Look for the word "below". Copy every line of the listing where it occurs.

------------------------------------------------------------

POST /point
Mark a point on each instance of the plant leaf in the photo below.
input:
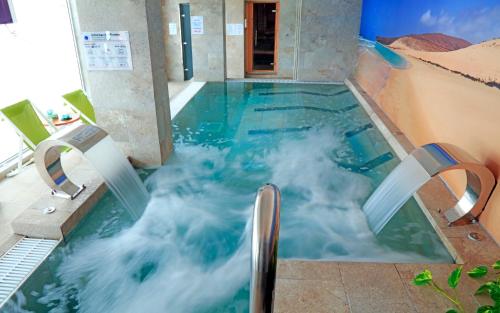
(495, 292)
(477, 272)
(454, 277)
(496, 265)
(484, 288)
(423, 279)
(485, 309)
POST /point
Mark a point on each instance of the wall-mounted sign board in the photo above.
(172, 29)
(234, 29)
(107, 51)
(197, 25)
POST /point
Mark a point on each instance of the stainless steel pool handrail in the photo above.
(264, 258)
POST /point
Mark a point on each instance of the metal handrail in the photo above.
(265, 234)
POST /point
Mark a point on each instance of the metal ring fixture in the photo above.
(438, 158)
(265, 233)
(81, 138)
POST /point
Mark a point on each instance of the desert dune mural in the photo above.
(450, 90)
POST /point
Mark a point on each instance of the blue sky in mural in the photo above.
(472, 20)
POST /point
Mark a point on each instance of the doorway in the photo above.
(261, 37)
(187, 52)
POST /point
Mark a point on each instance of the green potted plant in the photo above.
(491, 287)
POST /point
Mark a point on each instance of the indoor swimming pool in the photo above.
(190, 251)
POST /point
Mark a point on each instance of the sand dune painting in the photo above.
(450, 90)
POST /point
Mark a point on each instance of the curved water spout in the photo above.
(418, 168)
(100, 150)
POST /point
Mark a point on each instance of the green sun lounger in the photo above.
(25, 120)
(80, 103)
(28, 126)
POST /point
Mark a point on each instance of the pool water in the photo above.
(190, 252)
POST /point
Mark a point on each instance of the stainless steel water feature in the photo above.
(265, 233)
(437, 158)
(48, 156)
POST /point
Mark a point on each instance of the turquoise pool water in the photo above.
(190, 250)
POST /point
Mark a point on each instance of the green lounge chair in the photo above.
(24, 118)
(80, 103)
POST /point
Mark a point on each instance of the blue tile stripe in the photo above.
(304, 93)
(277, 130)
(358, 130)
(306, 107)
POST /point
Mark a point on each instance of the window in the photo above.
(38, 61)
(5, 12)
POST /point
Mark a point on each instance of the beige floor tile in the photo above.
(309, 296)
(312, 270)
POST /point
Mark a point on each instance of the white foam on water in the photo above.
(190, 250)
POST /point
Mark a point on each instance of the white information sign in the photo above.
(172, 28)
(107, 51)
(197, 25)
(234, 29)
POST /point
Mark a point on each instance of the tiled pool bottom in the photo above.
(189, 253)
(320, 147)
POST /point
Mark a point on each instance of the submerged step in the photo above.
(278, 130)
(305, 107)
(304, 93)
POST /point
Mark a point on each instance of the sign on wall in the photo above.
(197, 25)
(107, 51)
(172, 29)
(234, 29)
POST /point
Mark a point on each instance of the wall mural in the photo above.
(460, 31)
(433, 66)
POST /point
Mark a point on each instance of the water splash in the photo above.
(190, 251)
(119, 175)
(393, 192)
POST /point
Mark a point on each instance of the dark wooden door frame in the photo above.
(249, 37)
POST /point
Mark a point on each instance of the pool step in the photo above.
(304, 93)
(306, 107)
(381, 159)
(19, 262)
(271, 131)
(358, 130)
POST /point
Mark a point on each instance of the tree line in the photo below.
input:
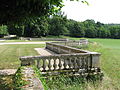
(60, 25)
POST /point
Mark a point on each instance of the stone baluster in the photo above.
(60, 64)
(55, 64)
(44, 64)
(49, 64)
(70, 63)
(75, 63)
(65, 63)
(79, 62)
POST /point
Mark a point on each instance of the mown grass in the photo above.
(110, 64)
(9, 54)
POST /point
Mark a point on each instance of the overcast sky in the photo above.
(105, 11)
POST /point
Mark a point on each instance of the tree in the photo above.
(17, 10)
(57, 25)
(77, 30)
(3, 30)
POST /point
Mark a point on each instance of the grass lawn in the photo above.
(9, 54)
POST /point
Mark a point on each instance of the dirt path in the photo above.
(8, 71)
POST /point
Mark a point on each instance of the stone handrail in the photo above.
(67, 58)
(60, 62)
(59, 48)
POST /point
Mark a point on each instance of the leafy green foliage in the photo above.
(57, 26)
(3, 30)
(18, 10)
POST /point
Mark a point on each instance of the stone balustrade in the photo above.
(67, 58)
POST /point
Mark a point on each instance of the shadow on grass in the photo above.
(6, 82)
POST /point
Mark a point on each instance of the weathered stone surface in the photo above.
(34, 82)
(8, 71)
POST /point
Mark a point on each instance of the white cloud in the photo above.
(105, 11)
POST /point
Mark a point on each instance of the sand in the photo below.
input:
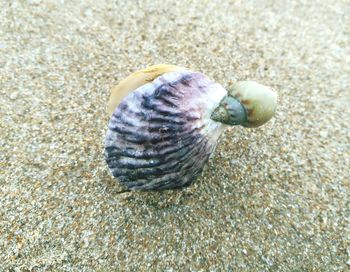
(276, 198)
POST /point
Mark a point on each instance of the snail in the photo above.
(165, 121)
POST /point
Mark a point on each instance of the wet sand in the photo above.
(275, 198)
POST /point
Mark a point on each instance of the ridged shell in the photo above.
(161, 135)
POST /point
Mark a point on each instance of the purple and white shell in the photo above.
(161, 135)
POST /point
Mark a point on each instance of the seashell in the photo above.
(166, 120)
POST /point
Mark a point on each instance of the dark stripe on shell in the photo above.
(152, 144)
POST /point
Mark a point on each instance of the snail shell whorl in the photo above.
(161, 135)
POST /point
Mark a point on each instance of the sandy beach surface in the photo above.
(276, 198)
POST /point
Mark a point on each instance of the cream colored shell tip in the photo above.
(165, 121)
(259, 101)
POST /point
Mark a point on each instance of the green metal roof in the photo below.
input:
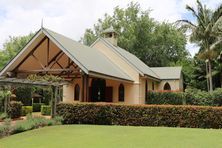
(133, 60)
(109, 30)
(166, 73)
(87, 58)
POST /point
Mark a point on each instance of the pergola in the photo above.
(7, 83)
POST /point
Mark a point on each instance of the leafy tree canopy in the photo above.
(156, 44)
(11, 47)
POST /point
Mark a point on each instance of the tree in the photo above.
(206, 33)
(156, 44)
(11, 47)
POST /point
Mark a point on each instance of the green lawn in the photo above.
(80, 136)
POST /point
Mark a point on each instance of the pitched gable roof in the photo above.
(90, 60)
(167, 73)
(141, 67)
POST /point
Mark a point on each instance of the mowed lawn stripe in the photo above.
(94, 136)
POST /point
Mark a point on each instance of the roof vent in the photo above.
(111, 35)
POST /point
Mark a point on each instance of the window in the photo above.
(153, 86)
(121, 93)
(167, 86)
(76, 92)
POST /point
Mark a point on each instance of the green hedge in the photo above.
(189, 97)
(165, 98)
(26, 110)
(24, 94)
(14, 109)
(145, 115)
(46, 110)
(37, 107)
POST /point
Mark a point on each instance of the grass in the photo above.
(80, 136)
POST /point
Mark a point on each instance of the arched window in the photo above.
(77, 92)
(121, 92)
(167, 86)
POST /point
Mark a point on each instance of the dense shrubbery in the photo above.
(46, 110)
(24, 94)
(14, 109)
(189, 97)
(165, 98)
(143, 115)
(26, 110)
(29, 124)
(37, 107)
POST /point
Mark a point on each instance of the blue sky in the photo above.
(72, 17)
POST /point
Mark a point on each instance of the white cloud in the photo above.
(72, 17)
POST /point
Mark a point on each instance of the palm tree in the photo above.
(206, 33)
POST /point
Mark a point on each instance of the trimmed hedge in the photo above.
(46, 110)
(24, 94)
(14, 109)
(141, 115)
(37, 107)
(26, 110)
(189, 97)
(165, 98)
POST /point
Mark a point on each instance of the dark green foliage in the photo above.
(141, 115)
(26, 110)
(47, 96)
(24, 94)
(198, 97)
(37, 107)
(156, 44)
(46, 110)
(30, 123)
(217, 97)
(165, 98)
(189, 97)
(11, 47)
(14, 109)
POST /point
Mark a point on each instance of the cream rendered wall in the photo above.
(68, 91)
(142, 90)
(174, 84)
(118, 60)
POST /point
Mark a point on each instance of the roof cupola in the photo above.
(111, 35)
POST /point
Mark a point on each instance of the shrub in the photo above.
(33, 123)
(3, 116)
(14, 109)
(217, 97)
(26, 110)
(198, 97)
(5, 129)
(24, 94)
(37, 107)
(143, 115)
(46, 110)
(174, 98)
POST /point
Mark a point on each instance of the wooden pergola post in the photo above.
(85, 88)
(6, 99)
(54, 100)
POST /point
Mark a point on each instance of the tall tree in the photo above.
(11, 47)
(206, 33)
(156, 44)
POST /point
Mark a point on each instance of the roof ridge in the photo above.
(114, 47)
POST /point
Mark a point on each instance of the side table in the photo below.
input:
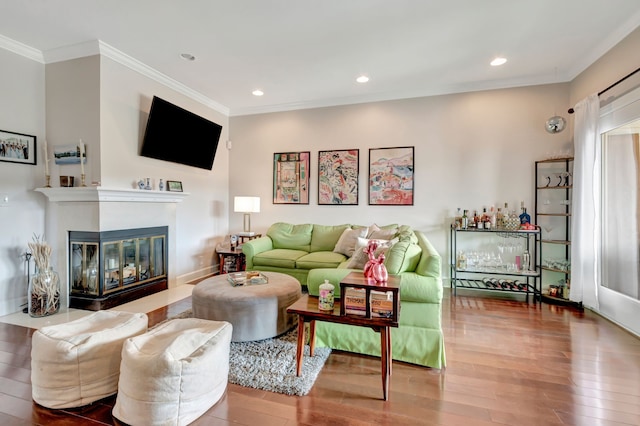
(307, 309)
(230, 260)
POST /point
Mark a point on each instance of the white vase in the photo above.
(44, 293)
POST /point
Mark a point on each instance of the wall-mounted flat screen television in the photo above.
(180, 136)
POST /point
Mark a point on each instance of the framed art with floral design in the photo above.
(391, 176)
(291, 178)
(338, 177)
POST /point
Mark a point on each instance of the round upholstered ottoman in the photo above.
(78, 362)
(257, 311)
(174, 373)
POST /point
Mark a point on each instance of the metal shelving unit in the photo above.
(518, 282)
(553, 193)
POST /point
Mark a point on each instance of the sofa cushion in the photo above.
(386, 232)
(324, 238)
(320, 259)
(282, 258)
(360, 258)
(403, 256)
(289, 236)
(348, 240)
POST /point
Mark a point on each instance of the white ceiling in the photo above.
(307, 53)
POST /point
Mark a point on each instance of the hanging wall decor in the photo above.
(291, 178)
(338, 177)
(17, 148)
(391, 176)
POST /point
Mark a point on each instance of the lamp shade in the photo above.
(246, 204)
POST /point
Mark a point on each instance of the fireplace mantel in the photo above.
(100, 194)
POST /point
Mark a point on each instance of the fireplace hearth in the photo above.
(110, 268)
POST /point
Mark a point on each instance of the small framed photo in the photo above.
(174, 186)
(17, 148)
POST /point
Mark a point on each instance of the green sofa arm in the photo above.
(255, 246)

------------------------------------------------------------

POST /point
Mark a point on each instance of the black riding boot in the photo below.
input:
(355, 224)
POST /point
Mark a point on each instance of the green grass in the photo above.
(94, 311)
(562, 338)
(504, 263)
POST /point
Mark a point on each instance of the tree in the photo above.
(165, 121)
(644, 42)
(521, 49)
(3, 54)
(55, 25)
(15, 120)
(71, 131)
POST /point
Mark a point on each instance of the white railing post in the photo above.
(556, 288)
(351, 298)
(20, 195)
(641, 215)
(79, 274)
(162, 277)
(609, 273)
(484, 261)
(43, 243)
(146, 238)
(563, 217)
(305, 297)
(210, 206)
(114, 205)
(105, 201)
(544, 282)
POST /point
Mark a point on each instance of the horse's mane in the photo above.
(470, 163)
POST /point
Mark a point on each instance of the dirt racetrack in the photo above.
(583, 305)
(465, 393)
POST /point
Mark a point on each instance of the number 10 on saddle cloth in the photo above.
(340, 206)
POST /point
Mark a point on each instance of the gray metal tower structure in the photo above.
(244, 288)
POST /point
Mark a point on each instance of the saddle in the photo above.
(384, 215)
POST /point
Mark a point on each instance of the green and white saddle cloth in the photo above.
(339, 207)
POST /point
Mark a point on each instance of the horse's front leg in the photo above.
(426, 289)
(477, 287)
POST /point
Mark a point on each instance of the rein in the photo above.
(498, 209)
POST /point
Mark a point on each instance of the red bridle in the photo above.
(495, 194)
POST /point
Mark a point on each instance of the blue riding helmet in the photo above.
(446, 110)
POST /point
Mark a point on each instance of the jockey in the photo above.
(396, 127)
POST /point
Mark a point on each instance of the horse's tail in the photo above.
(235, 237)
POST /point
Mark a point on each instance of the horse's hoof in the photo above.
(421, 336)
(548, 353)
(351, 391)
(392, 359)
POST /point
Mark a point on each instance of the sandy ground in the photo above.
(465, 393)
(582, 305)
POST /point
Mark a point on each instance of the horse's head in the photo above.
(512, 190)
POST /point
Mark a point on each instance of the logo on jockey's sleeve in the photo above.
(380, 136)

------------------------------------------------------------

* _Task solution_
Mark a point on each instance of the plant leaf in the photo below.
Mark a point on each instance of the tree line in the photo below.
Mark a point on each instance of the sand in the photo below.
Mark a point on each instance of the green metal roof in the photo below.
Mark a point on each instance of the side table in the photo below.
Mark a point on each instance of the black riding boot in the photo below.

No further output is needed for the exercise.